Work to be completed →
Repeat exactly the lines from the line containing "Return one point per instance of the wooden" to the last line of the listing, including both.

Material →
--- --- ---
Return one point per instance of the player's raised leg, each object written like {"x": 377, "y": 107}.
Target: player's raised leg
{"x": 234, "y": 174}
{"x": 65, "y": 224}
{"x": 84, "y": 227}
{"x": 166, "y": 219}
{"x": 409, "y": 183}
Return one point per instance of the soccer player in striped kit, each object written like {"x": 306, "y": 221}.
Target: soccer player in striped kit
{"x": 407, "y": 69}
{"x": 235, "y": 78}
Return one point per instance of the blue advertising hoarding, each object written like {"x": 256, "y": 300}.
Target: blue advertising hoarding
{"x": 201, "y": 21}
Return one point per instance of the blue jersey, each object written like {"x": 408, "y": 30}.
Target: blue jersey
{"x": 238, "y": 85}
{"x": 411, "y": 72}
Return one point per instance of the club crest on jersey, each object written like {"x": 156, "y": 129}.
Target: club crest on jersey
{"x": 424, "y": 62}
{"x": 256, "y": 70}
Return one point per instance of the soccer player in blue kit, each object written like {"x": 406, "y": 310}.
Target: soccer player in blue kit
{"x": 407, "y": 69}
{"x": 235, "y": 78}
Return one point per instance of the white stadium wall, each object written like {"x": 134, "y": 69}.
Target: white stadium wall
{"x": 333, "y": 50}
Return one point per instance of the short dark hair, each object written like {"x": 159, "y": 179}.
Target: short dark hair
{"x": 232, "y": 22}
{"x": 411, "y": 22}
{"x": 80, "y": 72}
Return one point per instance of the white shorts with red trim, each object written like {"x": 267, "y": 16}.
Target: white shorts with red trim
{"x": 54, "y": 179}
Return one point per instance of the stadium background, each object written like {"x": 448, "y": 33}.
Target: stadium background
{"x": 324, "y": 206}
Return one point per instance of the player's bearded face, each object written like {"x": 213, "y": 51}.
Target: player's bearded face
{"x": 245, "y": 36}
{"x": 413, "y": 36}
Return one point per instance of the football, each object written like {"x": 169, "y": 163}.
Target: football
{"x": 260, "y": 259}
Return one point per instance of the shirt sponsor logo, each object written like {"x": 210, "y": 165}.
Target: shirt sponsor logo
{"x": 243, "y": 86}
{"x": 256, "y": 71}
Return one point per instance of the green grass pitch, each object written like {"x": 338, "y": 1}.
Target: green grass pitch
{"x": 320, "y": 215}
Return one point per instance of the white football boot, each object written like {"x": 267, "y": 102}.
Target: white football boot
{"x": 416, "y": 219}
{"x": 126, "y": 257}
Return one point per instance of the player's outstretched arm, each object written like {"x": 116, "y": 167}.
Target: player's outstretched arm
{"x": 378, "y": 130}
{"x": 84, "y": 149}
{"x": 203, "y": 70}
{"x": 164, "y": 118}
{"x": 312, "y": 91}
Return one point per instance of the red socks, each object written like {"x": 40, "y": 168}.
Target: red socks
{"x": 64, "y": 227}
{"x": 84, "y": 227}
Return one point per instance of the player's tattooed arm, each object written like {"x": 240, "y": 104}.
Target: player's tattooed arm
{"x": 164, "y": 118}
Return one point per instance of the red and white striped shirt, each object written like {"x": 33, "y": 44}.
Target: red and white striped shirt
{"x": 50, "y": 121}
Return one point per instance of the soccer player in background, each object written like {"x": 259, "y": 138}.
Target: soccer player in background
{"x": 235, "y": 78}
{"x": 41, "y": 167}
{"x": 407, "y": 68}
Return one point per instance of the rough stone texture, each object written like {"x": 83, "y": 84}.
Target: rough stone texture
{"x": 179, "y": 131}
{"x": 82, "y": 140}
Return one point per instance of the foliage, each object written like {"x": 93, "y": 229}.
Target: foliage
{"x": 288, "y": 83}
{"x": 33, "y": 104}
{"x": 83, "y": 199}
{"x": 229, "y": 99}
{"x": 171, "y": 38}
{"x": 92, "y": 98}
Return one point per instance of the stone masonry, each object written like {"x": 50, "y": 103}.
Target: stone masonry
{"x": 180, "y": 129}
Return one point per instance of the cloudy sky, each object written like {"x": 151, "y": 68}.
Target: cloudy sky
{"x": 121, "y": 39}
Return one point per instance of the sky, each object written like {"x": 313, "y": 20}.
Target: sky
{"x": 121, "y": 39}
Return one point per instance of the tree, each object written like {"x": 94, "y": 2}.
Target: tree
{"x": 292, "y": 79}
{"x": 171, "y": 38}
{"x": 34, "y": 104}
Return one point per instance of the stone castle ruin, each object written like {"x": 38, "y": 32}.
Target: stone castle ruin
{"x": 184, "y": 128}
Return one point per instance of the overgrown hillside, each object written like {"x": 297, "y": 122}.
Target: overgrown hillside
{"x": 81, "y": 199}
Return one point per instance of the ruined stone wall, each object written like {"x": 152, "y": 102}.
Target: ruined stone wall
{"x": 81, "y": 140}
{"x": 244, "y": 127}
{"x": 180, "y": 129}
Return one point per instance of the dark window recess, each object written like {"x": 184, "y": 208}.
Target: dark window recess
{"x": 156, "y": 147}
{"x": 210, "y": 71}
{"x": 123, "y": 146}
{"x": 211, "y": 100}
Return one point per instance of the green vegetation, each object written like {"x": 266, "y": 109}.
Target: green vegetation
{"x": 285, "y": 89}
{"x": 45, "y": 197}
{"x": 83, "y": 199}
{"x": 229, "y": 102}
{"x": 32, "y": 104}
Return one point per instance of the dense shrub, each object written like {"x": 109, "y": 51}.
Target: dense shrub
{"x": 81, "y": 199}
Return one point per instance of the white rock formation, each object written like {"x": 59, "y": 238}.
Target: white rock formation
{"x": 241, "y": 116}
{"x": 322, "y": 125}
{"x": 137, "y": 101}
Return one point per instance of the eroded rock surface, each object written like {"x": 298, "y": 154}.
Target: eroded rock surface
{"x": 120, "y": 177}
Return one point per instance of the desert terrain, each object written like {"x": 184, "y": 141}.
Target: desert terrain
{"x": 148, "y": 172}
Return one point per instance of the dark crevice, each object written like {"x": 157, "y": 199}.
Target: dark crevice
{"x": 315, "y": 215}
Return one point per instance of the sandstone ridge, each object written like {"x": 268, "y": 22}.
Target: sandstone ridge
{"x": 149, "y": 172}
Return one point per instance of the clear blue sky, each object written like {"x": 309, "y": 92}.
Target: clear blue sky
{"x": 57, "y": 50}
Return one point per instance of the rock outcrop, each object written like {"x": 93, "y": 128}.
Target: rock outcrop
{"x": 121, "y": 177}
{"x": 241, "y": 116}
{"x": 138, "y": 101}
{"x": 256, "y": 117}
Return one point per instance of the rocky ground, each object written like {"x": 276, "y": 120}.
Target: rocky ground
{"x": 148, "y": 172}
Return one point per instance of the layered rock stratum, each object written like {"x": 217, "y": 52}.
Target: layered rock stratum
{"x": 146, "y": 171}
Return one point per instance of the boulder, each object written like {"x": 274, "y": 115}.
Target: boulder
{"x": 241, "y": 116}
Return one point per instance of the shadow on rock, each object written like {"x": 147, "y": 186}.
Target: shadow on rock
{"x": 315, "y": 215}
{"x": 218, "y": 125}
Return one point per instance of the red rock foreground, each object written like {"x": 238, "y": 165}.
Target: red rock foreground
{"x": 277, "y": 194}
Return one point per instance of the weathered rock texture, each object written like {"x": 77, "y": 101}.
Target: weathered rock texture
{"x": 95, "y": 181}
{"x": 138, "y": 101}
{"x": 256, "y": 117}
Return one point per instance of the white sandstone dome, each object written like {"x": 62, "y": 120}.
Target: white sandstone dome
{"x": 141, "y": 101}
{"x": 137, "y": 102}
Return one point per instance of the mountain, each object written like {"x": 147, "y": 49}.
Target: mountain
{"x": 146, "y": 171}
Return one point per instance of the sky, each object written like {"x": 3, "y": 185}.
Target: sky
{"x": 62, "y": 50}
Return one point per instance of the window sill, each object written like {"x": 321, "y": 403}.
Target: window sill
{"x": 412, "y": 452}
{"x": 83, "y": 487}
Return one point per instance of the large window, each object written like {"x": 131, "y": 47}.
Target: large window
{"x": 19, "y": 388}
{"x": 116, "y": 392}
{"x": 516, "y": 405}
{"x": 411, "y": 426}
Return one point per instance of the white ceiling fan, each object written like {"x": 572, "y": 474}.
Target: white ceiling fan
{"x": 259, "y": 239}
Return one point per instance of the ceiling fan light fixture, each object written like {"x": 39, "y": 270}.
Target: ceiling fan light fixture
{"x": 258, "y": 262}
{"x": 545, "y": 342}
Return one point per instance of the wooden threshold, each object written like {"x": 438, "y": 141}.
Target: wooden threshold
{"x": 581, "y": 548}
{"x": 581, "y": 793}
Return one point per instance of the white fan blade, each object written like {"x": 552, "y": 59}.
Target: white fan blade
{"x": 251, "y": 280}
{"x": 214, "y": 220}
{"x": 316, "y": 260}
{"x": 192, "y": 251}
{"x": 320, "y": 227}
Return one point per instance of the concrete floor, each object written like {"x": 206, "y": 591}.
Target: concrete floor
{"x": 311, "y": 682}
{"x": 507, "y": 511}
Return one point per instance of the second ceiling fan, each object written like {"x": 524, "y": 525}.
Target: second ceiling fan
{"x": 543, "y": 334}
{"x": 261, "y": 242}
--- --- ---
Answer to the task →
Return one point per instance of the wooden threshold, each object written like {"x": 438, "y": 141}.
Target: wooden threshold
{"x": 581, "y": 548}
{"x": 581, "y": 793}
Return one point per instance of the white fan blade, each object written like {"x": 552, "y": 59}.
Target: white fan blade
{"x": 251, "y": 280}
{"x": 214, "y": 220}
{"x": 316, "y": 260}
{"x": 192, "y": 251}
{"x": 320, "y": 227}
Return one point per instance of the concrete floor, each object written like {"x": 206, "y": 591}.
Target: concrete floor
{"x": 311, "y": 682}
{"x": 507, "y": 511}
Return one point per instance of the second ceiling fan, each object written like {"x": 524, "y": 525}.
Target: second ceiling fan
{"x": 543, "y": 334}
{"x": 261, "y": 242}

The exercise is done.